=== Section Start ===

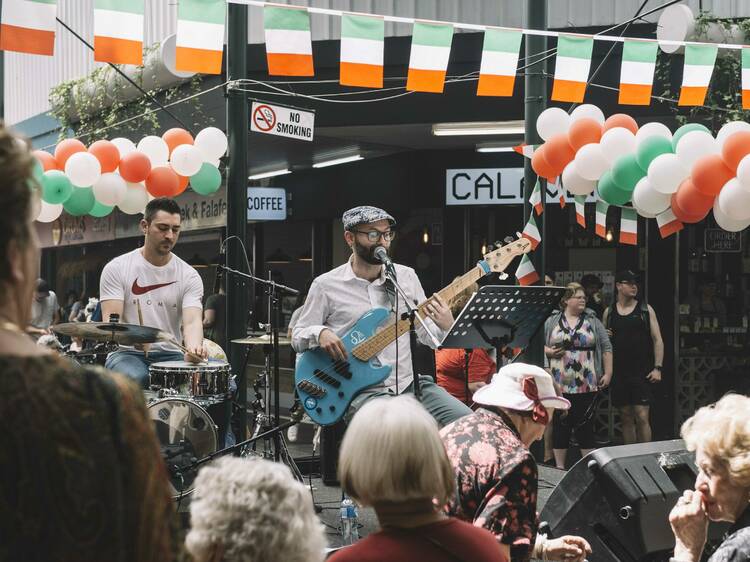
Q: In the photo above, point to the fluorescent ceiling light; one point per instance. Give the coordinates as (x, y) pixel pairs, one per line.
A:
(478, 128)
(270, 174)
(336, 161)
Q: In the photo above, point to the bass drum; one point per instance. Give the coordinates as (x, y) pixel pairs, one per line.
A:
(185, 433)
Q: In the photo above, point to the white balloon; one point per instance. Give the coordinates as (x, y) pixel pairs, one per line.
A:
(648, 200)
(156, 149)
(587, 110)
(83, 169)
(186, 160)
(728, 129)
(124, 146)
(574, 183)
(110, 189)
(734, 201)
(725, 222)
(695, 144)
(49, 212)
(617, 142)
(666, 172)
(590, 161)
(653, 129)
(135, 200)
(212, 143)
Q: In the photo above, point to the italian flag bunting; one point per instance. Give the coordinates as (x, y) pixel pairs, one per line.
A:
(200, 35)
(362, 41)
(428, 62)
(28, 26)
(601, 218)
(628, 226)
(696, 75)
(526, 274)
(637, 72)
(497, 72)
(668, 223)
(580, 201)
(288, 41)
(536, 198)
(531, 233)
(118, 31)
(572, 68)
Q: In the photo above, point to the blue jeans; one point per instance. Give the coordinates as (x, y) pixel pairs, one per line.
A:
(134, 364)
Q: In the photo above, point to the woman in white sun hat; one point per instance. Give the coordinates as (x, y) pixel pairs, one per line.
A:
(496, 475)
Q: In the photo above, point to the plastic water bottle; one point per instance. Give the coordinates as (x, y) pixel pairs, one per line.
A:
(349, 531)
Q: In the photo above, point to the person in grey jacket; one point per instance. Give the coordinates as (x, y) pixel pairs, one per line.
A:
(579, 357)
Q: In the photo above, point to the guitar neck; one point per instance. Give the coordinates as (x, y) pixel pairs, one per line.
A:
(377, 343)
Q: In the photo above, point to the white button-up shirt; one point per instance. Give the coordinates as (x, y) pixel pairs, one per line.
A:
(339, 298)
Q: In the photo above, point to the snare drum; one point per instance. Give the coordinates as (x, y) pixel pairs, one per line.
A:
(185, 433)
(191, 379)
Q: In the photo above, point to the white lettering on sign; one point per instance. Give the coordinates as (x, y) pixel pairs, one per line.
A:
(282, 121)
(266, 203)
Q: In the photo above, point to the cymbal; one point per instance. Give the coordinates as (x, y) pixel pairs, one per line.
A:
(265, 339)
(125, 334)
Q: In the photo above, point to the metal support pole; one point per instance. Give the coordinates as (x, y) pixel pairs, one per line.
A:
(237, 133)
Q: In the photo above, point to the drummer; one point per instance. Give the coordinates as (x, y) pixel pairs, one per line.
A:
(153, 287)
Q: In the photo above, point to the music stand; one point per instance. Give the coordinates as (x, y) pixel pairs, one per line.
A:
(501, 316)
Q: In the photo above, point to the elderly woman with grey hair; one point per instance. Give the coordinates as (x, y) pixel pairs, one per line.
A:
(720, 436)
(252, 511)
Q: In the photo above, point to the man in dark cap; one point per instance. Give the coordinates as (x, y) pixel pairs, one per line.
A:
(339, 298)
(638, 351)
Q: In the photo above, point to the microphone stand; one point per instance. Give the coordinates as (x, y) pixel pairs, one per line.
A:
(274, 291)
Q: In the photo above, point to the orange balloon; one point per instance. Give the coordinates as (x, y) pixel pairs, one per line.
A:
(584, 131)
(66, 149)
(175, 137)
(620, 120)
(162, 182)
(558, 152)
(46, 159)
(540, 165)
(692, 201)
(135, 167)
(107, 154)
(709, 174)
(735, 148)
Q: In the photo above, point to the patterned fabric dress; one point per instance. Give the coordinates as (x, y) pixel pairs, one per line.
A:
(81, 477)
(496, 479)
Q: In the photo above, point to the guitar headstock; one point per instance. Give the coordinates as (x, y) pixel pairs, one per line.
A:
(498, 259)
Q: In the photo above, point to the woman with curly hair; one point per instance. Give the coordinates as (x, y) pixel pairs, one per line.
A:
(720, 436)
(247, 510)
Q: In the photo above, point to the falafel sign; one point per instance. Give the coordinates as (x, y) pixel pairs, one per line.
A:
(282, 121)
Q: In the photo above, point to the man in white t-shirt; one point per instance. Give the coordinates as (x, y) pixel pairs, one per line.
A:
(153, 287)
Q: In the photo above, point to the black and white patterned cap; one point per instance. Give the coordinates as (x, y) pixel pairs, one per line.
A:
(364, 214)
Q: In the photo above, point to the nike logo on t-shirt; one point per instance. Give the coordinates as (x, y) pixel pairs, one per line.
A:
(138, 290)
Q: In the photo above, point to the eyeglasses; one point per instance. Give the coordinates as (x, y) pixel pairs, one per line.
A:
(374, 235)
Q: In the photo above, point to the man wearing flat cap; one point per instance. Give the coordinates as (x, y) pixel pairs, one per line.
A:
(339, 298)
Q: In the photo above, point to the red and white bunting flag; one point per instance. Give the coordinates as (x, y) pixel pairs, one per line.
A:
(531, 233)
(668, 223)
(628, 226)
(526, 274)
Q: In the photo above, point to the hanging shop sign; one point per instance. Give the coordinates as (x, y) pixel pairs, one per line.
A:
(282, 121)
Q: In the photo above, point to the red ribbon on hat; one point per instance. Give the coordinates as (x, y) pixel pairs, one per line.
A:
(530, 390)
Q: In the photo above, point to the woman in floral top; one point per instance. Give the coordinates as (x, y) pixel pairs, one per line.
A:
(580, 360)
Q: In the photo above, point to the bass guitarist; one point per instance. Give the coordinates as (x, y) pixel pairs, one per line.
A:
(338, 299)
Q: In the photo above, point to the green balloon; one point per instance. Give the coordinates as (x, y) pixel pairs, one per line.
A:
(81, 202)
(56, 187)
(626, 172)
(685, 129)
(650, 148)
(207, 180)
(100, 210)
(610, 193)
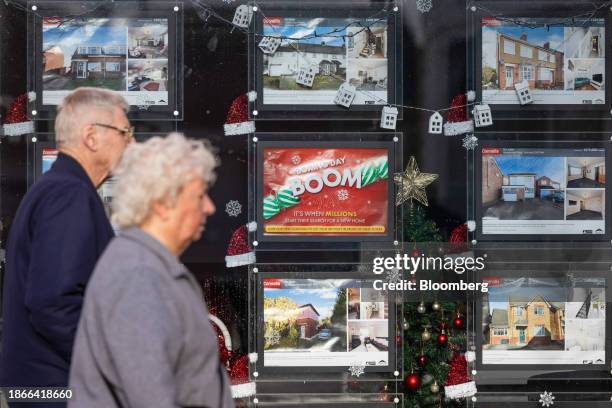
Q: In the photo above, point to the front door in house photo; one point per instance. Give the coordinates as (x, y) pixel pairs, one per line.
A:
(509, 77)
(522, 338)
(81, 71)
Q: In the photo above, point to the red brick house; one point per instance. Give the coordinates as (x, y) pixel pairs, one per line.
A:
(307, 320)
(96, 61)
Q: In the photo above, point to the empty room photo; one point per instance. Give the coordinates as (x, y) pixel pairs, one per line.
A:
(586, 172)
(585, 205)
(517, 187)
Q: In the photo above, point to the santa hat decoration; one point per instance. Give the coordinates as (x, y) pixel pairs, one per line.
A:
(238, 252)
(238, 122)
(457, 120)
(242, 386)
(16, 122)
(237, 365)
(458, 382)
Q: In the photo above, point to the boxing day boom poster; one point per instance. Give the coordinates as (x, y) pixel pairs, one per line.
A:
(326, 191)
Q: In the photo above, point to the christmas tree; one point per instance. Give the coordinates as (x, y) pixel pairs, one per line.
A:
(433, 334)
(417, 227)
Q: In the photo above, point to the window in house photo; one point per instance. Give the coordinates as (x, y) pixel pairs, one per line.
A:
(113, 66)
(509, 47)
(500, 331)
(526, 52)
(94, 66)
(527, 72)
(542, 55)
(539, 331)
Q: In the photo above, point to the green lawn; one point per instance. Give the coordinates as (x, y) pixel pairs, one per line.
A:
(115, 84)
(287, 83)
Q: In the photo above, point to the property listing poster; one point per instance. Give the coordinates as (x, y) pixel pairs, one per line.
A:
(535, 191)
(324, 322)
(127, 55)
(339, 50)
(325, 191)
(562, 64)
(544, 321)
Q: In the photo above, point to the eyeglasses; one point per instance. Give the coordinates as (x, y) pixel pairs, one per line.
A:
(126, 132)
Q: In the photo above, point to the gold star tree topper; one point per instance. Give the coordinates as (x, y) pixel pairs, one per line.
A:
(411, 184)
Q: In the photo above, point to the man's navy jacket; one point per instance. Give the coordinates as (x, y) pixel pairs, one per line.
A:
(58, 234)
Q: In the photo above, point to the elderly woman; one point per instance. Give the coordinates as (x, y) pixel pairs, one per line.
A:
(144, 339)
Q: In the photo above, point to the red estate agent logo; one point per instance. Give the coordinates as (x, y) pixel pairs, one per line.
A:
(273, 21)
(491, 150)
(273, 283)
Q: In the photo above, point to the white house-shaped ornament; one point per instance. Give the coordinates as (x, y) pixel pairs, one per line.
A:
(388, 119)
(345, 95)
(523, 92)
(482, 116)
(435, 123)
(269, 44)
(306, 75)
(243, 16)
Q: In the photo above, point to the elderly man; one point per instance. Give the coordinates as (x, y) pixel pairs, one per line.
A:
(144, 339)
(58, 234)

=== Section End ===
=== Section Start ===

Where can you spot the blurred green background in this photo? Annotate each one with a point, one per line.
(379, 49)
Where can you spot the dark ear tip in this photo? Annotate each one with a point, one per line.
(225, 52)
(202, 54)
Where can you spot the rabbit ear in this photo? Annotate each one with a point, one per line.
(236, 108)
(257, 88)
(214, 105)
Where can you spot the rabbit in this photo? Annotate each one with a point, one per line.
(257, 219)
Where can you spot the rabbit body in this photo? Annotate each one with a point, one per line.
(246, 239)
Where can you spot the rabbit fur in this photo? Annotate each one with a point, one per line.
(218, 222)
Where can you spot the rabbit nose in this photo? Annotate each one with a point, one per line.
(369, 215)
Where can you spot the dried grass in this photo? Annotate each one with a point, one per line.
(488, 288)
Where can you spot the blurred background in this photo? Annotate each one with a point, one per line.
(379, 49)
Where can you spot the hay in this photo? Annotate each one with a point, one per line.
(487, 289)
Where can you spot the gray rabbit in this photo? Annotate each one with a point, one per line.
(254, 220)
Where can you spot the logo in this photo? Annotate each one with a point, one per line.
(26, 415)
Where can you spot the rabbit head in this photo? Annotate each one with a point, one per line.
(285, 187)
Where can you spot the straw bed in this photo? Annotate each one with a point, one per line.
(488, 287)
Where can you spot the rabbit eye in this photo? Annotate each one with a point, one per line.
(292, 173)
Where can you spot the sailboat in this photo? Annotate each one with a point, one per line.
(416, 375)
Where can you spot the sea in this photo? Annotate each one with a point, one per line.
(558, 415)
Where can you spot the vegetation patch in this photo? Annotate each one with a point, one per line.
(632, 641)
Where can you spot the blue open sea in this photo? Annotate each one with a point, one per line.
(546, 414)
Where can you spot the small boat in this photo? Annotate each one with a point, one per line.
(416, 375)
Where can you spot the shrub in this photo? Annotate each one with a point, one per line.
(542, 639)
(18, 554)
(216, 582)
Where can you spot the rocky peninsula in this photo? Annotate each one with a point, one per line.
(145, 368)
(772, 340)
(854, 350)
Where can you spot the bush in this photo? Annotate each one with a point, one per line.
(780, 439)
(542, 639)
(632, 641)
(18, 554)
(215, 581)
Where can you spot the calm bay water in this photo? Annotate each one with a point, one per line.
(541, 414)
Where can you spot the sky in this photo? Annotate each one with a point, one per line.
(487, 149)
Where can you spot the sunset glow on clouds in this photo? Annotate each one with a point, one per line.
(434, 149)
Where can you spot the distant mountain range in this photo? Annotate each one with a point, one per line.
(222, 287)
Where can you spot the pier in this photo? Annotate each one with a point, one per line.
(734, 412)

=== Section End ===

== The task ==
Could you set down, exactly as written, the lines above between the one holding "Q: In the photo above, point to the fluorescent" and the one holding "Q: In the photo above, point to the white balloon;", inclusive, and nothing more?

== Expected answer ==
Q: In the photo above, point to the fluorescent ceiling light; one point per instance. Give the coordinates as (x, y) pixel pairs, one per line.
A:
(478, 128)
(270, 174)
(336, 161)
Q: In the photo above, point to the bass drum; one point per instance. Give the coordinates as (x, y) pixel pairs, one per line.
A:
(185, 433)
Q: In the photo above, point to the white balloon; one point per instance. Give the coordinates as (x, y) pixel pairs, one per line.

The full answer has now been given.